>> BEGIN

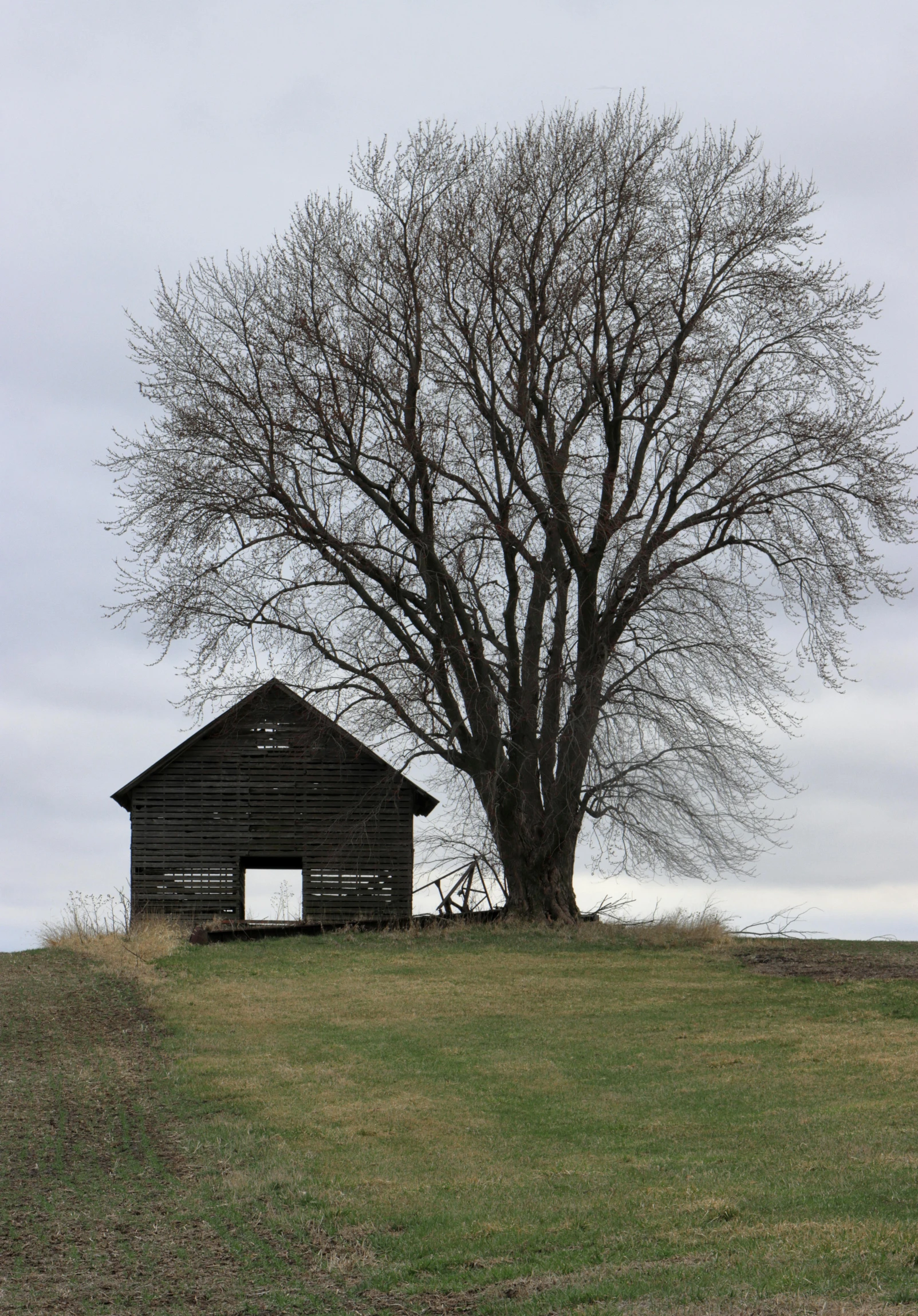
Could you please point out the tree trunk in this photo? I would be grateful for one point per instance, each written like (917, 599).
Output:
(539, 877)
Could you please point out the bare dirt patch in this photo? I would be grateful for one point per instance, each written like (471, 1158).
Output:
(830, 961)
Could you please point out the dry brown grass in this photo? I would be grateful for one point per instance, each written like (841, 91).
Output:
(131, 953)
(677, 928)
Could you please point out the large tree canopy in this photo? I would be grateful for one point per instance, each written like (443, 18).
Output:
(513, 460)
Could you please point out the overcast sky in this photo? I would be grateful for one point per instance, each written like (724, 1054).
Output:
(140, 137)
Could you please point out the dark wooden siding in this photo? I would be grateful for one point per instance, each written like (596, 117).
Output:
(273, 784)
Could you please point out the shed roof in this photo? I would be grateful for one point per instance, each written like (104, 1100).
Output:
(424, 803)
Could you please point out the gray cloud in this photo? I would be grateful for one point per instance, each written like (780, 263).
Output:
(141, 137)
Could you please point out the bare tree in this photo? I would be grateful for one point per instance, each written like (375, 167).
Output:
(513, 463)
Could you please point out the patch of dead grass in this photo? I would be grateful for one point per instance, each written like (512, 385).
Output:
(131, 954)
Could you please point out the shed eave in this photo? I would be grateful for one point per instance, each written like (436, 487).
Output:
(423, 803)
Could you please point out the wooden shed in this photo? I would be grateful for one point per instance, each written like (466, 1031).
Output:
(273, 784)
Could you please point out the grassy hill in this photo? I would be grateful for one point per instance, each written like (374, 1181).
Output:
(505, 1119)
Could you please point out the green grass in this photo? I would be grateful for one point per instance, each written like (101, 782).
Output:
(544, 1120)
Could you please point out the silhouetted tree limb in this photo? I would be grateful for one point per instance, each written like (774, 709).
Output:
(514, 461)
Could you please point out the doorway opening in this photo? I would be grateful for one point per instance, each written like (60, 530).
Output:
(273, 892)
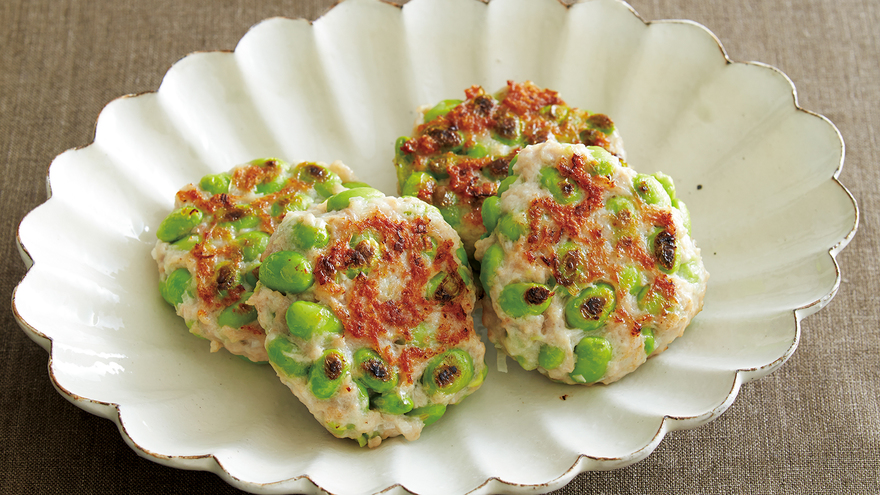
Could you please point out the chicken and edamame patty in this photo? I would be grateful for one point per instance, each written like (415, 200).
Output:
(209, 247)
(367, 304)
(589, 267)
(460, 151)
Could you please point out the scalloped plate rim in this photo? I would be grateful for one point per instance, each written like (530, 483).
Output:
(111, 411)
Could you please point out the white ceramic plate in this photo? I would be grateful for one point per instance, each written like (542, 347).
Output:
(758, 173)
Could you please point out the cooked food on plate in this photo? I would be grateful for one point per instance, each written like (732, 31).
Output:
(367, 301)
(589, 267)
(209, 247)
(461, 150)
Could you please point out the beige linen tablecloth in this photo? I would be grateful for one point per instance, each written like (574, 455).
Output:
(811, 427)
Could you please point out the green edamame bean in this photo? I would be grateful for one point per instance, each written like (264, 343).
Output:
(440, 109)
(253, 244)
(564, 190)
(306, 319)
(570, 263)
(307, 237)
(651, 191)
(525, 299)
(439, 165)
(216, 183)
(250, 277)
(176, 286)
(322, 179)
(418, 182)
(179, 223)
(592, 357)
(442, 288)
(287, 356)
(238, 314)
(287, 271)
(510, 227)
(428, 414)
(600, 122)
(477, 150)
(187, 243)
(508, 129)
(556, 112)
(355, 184)
(461, 254)
(590, 309)
(649, 340)
(373, 372)
(667, 183)
(685, 213)
(690, 271)
(664, 247)
(491, 210)
(506, 183)
(550, 357)
(479, 378)
(341, 200)
(449, 372)
(392, 403)
(604, 161)
(491, 262)
(326, 375)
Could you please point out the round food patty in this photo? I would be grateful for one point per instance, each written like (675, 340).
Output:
(589, 266)
(367, 302)
(209, 247)
(461, 150)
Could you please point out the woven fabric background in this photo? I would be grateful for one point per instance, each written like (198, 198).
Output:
(811, 427)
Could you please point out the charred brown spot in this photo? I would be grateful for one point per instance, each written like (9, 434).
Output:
(592, 308)
(483, 105)
(664, 249)
(446, 374)
(538, 136)
(536, 295)
(506, 127)
(377, 369)
(333, 366)
(567, 267)
(445, 137)
(316, 172)
(234, 214)
(448, 289)
(364, 252)
(225, 277)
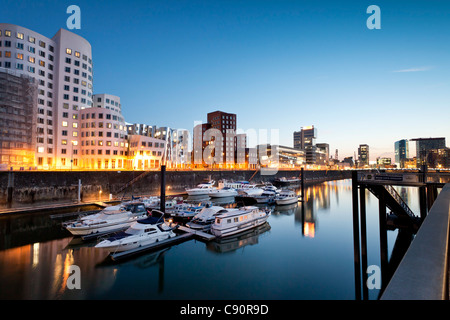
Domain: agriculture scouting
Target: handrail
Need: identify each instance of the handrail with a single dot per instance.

>> END

WRITTEN REQUEST - Copy all of the data above verbatim, leaving out the pictures.

EXERCISE SOLUTION -
Could you please point out the tree trunk in this photo? I would be grateful for one point per instance, each written like (917, 599).
Output:
(539, 877)
Could you please point out the bare dirt patch in this photo? I would be grateful for one point per instance, each written like (471, 1158).
Output:
(830, 961)
Could you please point out the dry brown grass in this photo? I would be grateful for one point per instance, each written like (841, 91).
Output:
(131, 953)
(677, 928)
Could you please point out the large tree canopy in this photo? I would be grateful for one point per instance, each written like (443, 18).
Output:
(513, 460)
Could you please point out the overcast sky in this photo? I would be grateful for one point per instance, each written like (724, 1054).
Output:
(140, 137)
Could you please point out the dark wooden siding in this photo? I would be grateful for one point per instance, each written like (596, 117).
Output:
(273, 784)
Could you please point out the shed roof in this photo? I would be grateful for one point per instance, each written like (104, 1100).
Output:
(424, 803)
Could you please point out the gray cloud in this photo? I would be grateful for one point per instance, each written like (780, 263).
Output:
(141, 137)
Could you please point out the bare tree in this photo? I would be grateful for one point per instance, each written like (375, 167).
Output:
(513, 463)
Could you please point out the patch of dead grass in this photo? I would be grateful for one point per instance, each written like (512, 385).
Output:
(131, 954)
Could you please point out the shed eave in this photo? I would be grateful for one point per instance, each written like (436, 487).
Output:
(423, 803)
Could you please point out the wooden shed in this photo? I would be grateful for one point per instance, each written like (466, 1031).
Output:
(273, 784)
Could you please point out the grassy hill in this photo? I would be grateful for one point per instance, each written like (374, 1181).
Output:
(505, 1119)
Could you please point out the green grass in this photo? I would be grateful for one point per instance, each written like (101, 782).
Output:
(544, 1120)
Could you please point out the silhouetted tree limb in this photo? I would be grateful for one point per instance, each written like (774, 709).
Output:
(514, 461)
Could you please point out the doorway opening in this photo? I would be grateful for one point per instance, each written like (60, 530).
Output:
(273, 892)
Could you please point out the chicken and edamame patty in this photo? I would be grateful for one point per instance, each written like (415, 200).
Output:
(209, 247)
(367, 304)
(589, 267)
(460, 151)
Could you please point out the scalloped plate rim in this photo? I would be grateful for one point per instance, each written like (530, 483).
Output:
(111, 411)
Could you please point out the white ceramic plate in this photo? I would be grateful for one point per instance, each written like (542, 347).
Output:
(758, 173)
Could you please point out the cooked food on plate in this photo? I would be grateful for one point per instance, each written like (732, 31).
Output:
(367, 301)
(589, 267)
(209, 247)
(461, 150)
Could you please point out the beige linen tablecloth in this photo? I would be grateful for one point per instance, each written like (574, 455).
Output:
(811, 427)
Could you please point out the green edamame bean in this photo? I would be grateful for one point per instance, each written like (264, 343).
Output:
(440, 109)
(253, 244)
(564, 190)
(306, 319)
(570, 263)
(307, 237)
(651, 191)
(525, 299)
(439, 165)
(216, 183)
(250, 277)
(176, 286)
(322, 179)
(418, 182)
(179, 223)
(592, 357)
(442, 288)
(287, 356)
(238, 314)
(287, 271)
(510, 227)
(428, 414)
(600, 122)
(477, 150)
(187, 243)
(508, 129)
(556, 112)
(355, 184)
(461, 254)
(590, 309)
(649, 340)
(373, 372)
(667, 183)
(685, 213)
(690, 271)
(664, 247)
(491, 210)
(506, 183)
(550, 357)
(479, 378)
(341, 200)
(449, 372)
(392, 403)
(604, 161)
(491, 262)
(326, 375)
Could you please point out the round food patty in this photo? I would be grateful for one point per instance, each written like (675, 340).
Output:
(589, 266)
(367, 302)
(209, 247)
(461, 150)
Could you please point out the woven fabric background in this photo? I would be grateful for one point per instance, each written like (198, 198).
Output:
(811, 427)
Could you please point out the charred brown spot in this photo? I would be grateful for one point per instance, each written like (9, 434).
Output:
(592, 308)
(483, 105)
(664, 249)
(446, 374)
(538, 136)
(536, 295)
(506, 127)
(377, 369)
(333, 366)
(567, 267)
(445, 137)
(316, 172)
(234, 214)
(448, 289)
(364, 252)
(225, 277)
Domain: agriculture scouting
Target: handrail
Need: identify each instance of the handrail with a single dot per instance.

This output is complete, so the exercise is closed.